SOURCE TEXT →
────
Vibrational spectroscopic detection of H-bonded β- and γ-turns in cyclic peptides and glycopeptides

The conformation of N-glycoproteins and N-glycopeptides has been the subject of many spectroscopic studies over the past decades. However, except for some preliminary data, no detailed study on the vibrational spectroscopy of glycosylated peptides has been published until recently.

This paper reports FTIR spectroscopic properties in DMSO and TFE of the N-glycosylated cyclic peptides cycloGly-Pro-Xxx(GlcNAc)-Gly-δ-Ava] 3a and 3b in comparison with data on the non-glycosylated parent peptides cyclo(Gly-Pro-Xxx-Gly-δ-Ava) 2a and 2b a, Xxx = Asn; b, Xxx = Gln; δ-Ava = NH-(CH₂)₄-CO] and N-acetyl 2-acetamido-2-deoxy-β- -gluco pyranosylamine (GlcNAc-NHAc, 4). The assignment of amide I band frequencies to conformation is based on ROESY experiments and determination of the temperature coefficients in DMSO-d₆ solution. (For the synthesis and NMR characterization of 2a and 3a see Ref. 19].)
────
Collected data
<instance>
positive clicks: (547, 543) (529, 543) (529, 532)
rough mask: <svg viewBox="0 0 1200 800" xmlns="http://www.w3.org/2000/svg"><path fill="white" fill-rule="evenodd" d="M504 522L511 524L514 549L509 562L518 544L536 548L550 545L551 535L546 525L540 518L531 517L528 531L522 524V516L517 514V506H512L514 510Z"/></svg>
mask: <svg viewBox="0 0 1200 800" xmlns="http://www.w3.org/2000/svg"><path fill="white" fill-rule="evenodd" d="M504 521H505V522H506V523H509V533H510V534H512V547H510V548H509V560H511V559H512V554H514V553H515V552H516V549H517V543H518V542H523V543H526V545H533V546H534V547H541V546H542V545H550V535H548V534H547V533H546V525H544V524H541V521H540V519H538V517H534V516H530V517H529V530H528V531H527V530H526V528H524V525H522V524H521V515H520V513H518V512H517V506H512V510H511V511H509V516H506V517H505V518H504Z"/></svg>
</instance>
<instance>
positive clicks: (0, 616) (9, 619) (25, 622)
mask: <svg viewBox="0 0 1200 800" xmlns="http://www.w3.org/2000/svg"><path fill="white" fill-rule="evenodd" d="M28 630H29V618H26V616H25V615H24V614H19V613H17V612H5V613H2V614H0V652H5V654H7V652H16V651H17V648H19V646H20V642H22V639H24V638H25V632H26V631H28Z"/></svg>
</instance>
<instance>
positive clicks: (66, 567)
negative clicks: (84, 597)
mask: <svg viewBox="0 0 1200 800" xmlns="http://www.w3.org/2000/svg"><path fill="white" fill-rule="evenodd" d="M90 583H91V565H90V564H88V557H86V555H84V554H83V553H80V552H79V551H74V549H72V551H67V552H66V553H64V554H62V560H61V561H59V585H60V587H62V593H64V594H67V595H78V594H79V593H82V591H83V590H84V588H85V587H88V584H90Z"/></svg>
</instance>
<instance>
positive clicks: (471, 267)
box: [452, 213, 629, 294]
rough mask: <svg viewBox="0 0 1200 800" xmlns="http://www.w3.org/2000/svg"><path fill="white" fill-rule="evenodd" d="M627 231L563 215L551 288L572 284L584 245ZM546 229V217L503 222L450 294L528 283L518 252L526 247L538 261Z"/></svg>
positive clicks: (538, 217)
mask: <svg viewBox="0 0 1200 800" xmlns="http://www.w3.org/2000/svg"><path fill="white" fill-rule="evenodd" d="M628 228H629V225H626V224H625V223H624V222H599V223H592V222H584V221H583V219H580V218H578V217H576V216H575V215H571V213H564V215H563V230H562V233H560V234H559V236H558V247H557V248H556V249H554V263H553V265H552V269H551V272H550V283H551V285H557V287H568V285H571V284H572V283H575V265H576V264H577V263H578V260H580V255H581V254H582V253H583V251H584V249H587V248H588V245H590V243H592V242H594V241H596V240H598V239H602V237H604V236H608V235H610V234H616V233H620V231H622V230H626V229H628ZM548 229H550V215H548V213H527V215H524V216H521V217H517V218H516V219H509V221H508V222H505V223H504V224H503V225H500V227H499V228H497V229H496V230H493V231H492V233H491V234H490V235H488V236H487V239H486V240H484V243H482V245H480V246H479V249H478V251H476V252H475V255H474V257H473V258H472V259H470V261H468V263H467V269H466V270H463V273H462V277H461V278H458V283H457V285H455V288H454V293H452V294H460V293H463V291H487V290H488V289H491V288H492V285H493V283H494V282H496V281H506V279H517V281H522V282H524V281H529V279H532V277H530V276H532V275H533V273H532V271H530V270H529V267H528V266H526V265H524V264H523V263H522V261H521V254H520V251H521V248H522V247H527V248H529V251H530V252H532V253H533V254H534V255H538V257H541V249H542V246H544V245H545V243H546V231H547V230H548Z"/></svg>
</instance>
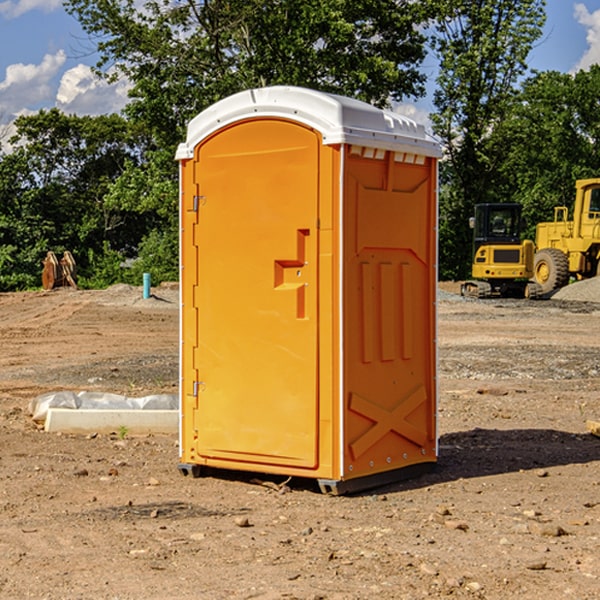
────
EXERCISE DIRECTIONS →
Using the text on β- and γ-turns in cyclic peptides, answer these questions:
(a) Over what period has the conformation of N-glycoproteins and N-glycopeptides been the subject of many spectroscopic studies?
(b) In which two solvents were the FTIR spectroscopic properties of the glycosylated cyclic peptides reported?
(c) On what is the assignment of amide I band frequencies to conformation based?
The records have no connection to the text.

EXERCISE SOLUTION →
(a) Over the past decades.
(b) DMSO and TFE.
(c) ROESY experiments and the determination of temperature coefficients in DMSO-d₆ solution.